Coordinate annotation records:
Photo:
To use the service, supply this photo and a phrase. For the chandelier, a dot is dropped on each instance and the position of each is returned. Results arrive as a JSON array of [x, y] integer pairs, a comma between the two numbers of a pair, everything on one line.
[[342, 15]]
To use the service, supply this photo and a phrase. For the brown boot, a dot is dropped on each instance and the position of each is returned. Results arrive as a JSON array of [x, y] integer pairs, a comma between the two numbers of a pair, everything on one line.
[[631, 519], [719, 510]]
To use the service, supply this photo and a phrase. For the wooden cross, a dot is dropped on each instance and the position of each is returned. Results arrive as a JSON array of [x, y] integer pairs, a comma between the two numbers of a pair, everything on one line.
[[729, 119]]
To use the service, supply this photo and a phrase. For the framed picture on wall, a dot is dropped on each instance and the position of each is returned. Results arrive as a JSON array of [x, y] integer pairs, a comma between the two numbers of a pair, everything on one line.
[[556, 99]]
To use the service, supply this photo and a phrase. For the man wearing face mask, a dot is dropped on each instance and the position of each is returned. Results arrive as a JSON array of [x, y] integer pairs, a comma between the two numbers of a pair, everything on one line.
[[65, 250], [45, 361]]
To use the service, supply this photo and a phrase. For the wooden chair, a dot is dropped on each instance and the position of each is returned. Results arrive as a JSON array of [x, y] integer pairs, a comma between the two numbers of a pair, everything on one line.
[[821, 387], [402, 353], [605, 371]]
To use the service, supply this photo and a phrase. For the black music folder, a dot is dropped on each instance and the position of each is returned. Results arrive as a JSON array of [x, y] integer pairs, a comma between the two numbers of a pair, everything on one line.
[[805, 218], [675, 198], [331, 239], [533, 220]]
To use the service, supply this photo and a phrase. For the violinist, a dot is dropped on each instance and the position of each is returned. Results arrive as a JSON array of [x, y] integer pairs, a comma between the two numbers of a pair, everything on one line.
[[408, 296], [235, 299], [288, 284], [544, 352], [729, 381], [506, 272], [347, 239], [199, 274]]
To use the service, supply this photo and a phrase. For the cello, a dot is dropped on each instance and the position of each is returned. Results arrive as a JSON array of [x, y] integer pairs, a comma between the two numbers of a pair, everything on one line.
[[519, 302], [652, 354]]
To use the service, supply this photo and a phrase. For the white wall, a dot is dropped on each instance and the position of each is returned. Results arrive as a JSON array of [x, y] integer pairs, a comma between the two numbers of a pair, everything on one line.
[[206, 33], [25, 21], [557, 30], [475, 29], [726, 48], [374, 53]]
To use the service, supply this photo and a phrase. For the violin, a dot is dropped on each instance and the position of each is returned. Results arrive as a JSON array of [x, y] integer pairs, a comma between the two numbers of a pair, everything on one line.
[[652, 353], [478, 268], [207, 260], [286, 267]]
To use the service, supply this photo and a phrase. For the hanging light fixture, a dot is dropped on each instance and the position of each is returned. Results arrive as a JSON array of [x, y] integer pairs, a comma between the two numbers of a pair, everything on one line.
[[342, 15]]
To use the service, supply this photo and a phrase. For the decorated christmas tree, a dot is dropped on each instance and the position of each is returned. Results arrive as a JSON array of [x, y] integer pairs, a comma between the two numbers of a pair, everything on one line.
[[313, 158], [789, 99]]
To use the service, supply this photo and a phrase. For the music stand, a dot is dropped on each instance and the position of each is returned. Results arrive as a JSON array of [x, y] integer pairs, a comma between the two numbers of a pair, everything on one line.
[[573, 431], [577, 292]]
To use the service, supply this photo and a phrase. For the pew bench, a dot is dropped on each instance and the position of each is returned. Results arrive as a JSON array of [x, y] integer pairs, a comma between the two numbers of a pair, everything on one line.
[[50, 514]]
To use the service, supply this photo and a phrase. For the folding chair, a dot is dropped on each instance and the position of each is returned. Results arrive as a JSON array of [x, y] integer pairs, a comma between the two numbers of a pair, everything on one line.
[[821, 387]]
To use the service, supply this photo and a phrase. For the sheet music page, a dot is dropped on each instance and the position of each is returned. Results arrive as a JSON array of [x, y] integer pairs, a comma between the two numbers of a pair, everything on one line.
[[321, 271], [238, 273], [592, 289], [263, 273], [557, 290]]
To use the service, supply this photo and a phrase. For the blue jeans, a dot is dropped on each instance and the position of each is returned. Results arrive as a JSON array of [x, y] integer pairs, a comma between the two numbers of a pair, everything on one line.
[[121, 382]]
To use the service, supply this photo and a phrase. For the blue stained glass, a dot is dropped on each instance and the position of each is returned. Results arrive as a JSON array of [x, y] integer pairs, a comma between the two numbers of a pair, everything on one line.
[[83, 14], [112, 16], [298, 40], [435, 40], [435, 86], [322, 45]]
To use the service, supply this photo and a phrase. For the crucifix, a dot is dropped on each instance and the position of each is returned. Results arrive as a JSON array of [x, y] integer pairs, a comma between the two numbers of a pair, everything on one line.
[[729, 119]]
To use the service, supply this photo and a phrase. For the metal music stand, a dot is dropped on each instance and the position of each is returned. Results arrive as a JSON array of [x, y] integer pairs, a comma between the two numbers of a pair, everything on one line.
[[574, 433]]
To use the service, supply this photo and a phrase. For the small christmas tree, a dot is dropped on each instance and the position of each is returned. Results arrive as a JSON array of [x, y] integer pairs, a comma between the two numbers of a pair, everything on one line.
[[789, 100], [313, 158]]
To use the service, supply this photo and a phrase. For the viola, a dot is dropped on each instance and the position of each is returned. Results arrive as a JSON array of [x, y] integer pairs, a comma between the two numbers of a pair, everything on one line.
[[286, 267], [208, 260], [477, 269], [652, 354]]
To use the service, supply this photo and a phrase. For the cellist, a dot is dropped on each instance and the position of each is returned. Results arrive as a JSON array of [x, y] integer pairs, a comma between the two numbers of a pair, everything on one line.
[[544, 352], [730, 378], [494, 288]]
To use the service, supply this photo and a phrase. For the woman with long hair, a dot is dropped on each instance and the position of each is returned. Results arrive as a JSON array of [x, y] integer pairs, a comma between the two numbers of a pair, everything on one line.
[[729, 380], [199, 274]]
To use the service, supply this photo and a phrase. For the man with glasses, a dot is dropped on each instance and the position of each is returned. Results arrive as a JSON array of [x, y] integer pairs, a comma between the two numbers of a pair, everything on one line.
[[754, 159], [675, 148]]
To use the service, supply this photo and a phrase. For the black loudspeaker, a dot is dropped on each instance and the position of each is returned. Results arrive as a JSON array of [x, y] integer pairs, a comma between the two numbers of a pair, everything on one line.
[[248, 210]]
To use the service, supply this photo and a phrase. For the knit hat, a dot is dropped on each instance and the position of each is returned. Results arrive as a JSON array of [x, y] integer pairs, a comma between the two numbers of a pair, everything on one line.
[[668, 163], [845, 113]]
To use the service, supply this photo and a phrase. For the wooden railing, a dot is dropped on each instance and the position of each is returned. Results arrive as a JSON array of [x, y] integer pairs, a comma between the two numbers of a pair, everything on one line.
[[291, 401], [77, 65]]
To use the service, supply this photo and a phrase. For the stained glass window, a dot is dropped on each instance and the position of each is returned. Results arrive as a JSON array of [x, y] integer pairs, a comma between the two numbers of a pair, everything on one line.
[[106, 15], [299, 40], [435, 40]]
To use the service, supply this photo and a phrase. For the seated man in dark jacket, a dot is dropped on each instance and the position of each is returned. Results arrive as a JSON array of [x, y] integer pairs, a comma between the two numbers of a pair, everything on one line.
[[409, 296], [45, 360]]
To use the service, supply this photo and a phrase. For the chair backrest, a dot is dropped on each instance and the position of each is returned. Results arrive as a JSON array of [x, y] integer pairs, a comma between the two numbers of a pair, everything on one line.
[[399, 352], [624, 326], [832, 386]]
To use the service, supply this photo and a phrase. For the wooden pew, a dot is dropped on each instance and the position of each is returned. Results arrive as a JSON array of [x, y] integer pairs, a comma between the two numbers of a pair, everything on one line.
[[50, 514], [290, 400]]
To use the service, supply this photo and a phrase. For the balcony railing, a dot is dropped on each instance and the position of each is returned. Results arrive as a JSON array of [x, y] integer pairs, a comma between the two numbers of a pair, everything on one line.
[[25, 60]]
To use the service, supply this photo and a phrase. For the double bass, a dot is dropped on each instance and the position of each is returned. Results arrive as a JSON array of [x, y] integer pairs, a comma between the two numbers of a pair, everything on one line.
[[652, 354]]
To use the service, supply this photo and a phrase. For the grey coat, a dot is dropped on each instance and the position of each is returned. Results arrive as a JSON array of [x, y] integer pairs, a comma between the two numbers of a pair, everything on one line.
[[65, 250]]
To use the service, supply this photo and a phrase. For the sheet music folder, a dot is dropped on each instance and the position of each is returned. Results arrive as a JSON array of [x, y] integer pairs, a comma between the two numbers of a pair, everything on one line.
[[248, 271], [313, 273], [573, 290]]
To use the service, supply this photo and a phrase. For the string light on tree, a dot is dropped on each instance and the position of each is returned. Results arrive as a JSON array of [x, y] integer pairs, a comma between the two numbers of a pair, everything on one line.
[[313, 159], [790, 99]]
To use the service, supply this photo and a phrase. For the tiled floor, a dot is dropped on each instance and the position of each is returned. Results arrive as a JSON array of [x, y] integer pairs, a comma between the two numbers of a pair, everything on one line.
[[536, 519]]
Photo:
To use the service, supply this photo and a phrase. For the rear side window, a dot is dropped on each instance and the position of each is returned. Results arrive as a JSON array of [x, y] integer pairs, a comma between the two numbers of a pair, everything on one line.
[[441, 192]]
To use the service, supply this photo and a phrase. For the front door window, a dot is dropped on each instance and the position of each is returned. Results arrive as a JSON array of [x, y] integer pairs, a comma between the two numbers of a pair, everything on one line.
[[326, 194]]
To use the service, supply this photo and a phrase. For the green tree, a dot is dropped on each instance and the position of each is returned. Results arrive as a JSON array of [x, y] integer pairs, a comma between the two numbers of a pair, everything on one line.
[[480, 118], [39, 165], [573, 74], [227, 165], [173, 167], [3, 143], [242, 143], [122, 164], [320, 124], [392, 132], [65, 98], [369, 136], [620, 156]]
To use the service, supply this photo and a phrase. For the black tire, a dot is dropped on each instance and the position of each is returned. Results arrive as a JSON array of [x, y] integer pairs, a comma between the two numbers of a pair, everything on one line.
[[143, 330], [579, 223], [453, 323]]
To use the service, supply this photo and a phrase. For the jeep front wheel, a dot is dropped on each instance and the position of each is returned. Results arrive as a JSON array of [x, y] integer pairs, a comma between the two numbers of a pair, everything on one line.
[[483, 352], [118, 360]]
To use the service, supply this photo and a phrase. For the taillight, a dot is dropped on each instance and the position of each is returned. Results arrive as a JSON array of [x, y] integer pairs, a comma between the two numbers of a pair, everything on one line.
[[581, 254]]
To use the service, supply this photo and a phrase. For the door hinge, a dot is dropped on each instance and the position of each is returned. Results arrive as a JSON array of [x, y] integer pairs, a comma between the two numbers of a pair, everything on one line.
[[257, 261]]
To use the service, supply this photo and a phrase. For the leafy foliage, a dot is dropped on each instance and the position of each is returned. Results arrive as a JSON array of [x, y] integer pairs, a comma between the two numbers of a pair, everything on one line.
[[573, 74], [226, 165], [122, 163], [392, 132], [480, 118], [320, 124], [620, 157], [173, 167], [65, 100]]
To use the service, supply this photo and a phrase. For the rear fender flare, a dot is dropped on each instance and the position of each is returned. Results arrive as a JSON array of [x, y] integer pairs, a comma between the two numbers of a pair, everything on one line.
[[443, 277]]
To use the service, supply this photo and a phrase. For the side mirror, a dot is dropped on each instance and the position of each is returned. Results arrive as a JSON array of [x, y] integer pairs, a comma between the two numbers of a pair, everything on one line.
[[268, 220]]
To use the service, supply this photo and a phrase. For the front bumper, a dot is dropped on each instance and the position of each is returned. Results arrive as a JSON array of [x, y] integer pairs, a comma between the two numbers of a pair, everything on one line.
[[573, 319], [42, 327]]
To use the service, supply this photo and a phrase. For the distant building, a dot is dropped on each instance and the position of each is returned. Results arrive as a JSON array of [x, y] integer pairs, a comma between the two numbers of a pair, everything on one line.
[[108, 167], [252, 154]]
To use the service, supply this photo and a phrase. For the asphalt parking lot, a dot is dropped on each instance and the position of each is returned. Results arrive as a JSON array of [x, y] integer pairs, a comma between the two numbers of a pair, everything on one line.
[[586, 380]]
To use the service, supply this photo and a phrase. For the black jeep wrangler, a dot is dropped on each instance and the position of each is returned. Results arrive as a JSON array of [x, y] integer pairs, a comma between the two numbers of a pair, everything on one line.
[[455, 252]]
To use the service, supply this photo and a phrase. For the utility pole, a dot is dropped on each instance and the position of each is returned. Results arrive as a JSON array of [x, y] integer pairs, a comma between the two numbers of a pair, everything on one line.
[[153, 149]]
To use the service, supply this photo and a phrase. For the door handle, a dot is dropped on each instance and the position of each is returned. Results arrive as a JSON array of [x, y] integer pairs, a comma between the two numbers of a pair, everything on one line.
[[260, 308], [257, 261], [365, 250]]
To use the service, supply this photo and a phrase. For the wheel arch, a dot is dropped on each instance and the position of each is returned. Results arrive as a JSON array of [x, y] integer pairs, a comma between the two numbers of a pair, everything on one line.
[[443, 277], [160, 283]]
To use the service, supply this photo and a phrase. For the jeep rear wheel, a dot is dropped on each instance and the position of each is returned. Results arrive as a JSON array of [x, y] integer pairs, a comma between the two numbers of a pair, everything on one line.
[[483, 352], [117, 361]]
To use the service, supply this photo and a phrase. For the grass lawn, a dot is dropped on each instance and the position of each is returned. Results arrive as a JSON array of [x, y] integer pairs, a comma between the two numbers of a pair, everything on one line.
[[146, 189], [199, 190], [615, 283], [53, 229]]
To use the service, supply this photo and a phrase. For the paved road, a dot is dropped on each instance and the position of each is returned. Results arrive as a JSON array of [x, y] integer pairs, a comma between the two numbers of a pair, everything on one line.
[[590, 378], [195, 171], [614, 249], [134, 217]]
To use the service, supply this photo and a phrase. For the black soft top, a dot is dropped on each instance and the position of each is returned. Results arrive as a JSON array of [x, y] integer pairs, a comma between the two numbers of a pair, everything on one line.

Set problem:
Above are the records; copy exactly the lines from the one with "the jeep rear" through the final line.

Answer to the task:
To use the service, supply this photo and a phrase. For the jeep rear wheel, a dot is dropped on each instance and the position of each is returned. Results arrive as a JSON array of [x, y] integer pairs, a comma between the two numbers of a pair, everything on one line.
[[483, 352], [117, 361]]
To use the service, supply this photo and a phrase. For the grass lawn, a dot is dropped on each instance and the position of each is returned. Results arrive as a JSON array of [x, y] integer pairs, a comma between the two numbers of a pair, everything on one line.
[[146, 189], [199, 190], [615, 283], [53, 229]]
To use the service, supply this photo and a phrase. For the paved road, a dot is dropped on each instance and the position of each is returned. Results arrive as a JSON array of [x, y] integer pairs, a comma between the two numbers of a pair, everything on one line.
[[590, 378], [195, 171], [614, 249], [134, 217]]
To use the service, supply this photo and a phrase. For the black soft top, a dot is dropped on each instance and the position of each is returned. Results arrive as a JSON array of [x, y] integer pairs, a comma between the two numbers of a pair, everything on one line.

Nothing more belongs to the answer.